_EXERCISE MATERIAL_
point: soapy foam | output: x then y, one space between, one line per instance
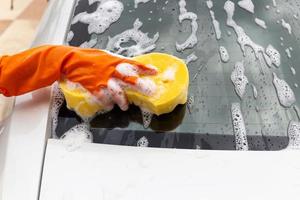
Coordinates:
147 118
108 12
70 36
297 111
243 39
216 24
274 55
286 26
197 73
137 2
247 5
239 80
142 142
169 74
296 85
143 44
255 93
285 94
293 71
190 103
224 54
288 53
89 44
127 69
192 40
191 58
57 102
294 135
239 128
77 136
260 23
209 4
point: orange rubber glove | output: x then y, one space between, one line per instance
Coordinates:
91 68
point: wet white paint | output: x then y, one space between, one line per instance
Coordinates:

_REQUIRED TASK_
Recast every line of the material above as a numbered list, skipping any blank lines and leaving the pictures out.

_ANSWER_
1. point: soapy foam | output: x then y, one space between, one line per instance
2. Coordinates:
3. 147 118
4. 108 12
5. 70 36
6. 297 111
7. 243 39
8. 216 24
9. 274 55
10. 286 26
11. 197 73
12. 137 2
13. 247 5
14. 239 80
15. 142 142
16. 169 74
17. 296 85
18. 143 44
19. 255 93
20. 285 94
21. 293 71
22. 190 103
23. 224 54
24. 288 53
25. 89 44
26. 127 69
27. 192 40
28. 191 58
29. 57 102
30. 294 135
31. 239 128
32. 77 136
33. 260 23
34. 209 4
35. point: orange rubber glove | output: x then y, one space between, one line per instance
36. Coordinates:
37. 91 68
38. point: wet white paint | output: x then y, one space between, one line per instance
39. Coordinates:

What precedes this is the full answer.